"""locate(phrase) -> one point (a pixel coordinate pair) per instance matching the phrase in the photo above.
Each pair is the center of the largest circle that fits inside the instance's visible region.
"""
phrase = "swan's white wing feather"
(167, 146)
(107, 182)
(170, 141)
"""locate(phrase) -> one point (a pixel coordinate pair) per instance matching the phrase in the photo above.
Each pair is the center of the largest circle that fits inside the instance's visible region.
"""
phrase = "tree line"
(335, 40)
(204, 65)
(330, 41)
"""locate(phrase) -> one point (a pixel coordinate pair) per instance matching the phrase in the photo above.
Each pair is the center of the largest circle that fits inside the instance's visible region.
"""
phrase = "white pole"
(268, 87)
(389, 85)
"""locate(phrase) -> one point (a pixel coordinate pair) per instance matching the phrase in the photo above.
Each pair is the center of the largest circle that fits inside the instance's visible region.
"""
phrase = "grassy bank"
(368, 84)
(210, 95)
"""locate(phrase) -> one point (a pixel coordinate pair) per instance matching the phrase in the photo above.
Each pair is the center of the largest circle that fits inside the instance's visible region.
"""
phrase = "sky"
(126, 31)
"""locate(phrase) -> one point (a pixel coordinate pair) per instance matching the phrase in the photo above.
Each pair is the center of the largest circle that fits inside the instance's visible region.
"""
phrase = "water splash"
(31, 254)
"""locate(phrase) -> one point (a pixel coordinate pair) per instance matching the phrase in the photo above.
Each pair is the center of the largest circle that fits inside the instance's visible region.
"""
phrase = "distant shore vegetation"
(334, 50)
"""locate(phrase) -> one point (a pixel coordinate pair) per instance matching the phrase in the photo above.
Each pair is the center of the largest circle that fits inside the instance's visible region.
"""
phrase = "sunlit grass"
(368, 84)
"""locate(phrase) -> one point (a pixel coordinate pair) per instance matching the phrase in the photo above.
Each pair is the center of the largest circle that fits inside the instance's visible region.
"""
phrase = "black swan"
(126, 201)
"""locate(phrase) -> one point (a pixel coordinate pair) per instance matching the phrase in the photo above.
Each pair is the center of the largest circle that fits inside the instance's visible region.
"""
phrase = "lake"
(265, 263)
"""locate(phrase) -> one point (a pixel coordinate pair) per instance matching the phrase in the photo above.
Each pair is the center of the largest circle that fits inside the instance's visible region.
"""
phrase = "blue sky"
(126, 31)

★ ★ ★ ★ ★ ★ ★

Every line of the data above should be reproduced word for word.

"""locate(phrase) -> one point (a pixel coordinate pair) per instance matching the phrase in the photo above.
Each pair is the center of the largest circle that fits inside the instance's visible region.
"""
phrase = "swan's white wing feather"
(167, 146)
(107, 182)
(170, 141)
"""locate(phrase) -> one point (a pixel coordinate pair) per instance matching the phrase in the photo above.
Each pair is the center of the largest circle that fits inside the instance's visible region.
"""
phrase = "tree line"
(335, 40)
(204, 65)
(330, 41)
"""locate(phrase) -> one point (a pixel coordinate pair) per instance matching the phrase in the photo above.
Each pair is the center of the largest circle that fits inside the instance's visible region.
"""
phrase = "white pole"
(268, 87)
(389, 85)
"""locate(phrase) -> one point (a pixel coordinate pair) per instance matching the phrase in the photo above.
Each pair is the center of the largest circle that fits inside the instance's visible region.
"""
phrase = "grassy bank"
(368, 84)
(210, 95)
"""locate(phrase) -> one point (a pixel coordinate pair) per instance matching the phrase in the photo above.
Each pair is the center of the largest circle that fits inside the instance's visible region.
"""
phrase = "sky"
(126, 31)
"""locate(phrase) -> one point (a pixel coordinate pair) per instance matching the phrase in the photo above.
Each pair is the center of the largest circle that fits inside the instance's visible region.
"""
phrase = "water splash"
(31, 254)
"""locate(phrase) -> one point (a pixel coordinate pair) per instance matching the phrase in the photo above.
Each pair is the center of the largest circle that fits inside the instance's visible region.
"""
phrase = "distant shore vegetation"
(334, 50)
"""locate(phrase) -> one point (a pixel coordinate pair) per instance matching the phrase in the photo above.
Each pair is the center of the largest circle that fits inside the instance's visible region.
"""
phrase = "sunlit grass"
(368, 84)
"""locate(phrase) -> one point (a pixel coordinate pair) per instance matching the phrase in the photo above.
Each pair is the center of the largest circle that fits inside the instance's visible region.
"""
phrase = "black swan"
(126, 201)
"""locate(phrase) -> one point (a pixel coordinate pair) per instance matching the phrase in the photo above.
Each pair is the center of the largest circle that fits inside the instance's visible region.
"""
phrase = "lake"
(265, 263)
"""locate(phrase) -> one point (a pixel coordinate pair) per instance matching the phrase in the photo above.
Each pair is the center of the largest circle that fits inside the instance's visible region.
"""
phrase = "blue sky"
(126, 31)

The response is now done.